▸ JOBS:
1: In the Jodhpur passage, what color are the Brahmins' houses on the flanks of Mehrangarh painted?
2: Carry on writing the Jodhpur passage from the point where it stops.

▸ PASSAGE SHOWN:
--- --- ---

Umaid Bhawan is now operated in partnership with Taj Hotels Resorts & Palaces, and it must be said that a certain amount of its quiddity was lost in hotel-chain translation. Still, the palace retains its time-stopped aura and, perhaps alone among the great Rajasthan palaces, easily conjures an era when palace ladies led segregated, gossipy lives in the secluded zenana, when the gallants of the legendary Jodhpur polo teams played fierce chukkers and returned to drink stiff whiskies in a bar where, to this day, a stuffed black bear stands upright with a drinks tray balanced in its paws.

A visit to Jodhpur logically starts with a trip to the hilltop citadel of Mehrangarh Fort, where, up a series of ramps and past the studded elephant gates is a historical fortress museum almost without parallel in India.

Gaj Singh II was an early adopter of Western-style curatorial practices, a welcome anomaly in a country so stuffed with antiquities that treasures are often carelessly left by their owners to be devoured by white ants or to rot in the dust. The Mehrangarh collection includes silver elephant howdahs, Jodhpur school miniatures, arms and armor, and textiles. The fort itself, though massive, stupendous and ominous when seen from afar, is surprisingly intimate and homey within: a series of mirrored chambers of pleasure and rest.

From the sinuous ramparts of Mehrangarh there are fine, expansive views of the surrounding Thar Desert and — barnacled to the flanks of the fortress — the traditional houses of the city’s Brahmins, all painted Krishna blue.

--- --- ---

▸ MATERIAL PROVIDED:
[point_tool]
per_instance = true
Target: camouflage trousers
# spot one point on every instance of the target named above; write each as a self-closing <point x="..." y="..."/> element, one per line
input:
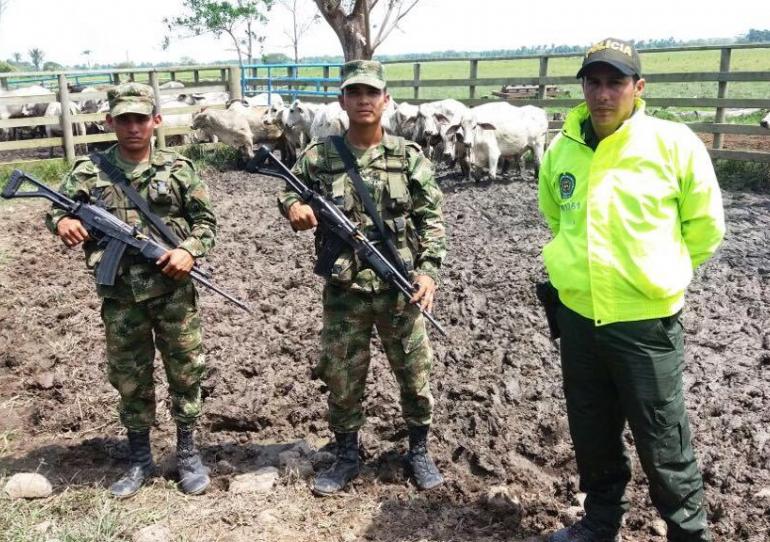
<point x="348" y="318"/>
<point x="172" y="324"/>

--- --- ---

▸ ANSWER LIST:
1: Krishna blue.

2:
From Jodhpur I go on to Udaipur, again booking a driver and car for a road trip that Google Maps pegs at precisely five hours and 20 minutes. At a guess, the geniuses at Google Maps have never actually seen an Indian road. I myself find a useful rule of thumb when in India to double the estimated road time and average things out.

Winding slowly uphill through sere desert and a region inhabited by a pacifist tribe called the Bhils, the drive from Jodhpur eventually crests the Aravallis before descending into a startlingly verdant landscape of cultivated fields.

Only by traveling overland are you able to visit the Jain Adinatha Temple atRanakpur, an ineffable monument of marble whose hall contains either hundreds or thousands of intricately carved columns, depending upon whom you ask. It is an austere place, one whose ecstatic carvings create an atmosphere of quietly humming spiritual intensity, something like a fission lab for souls.

A fine (and, essentially, the only) stopping-off point at Ranakpur is Maharani Bagh Orchard Retreat, a former country house still in the family of the Maharajah of Jodhpur. Set amid gardens and fruit groves, the hotel is right off a main artery where, come evening, one can watch the traffic of barefoot pilgrims heading toward the temple as red-turbaned Rabari tribesmen head the opposite way with their herds of sheep or goats.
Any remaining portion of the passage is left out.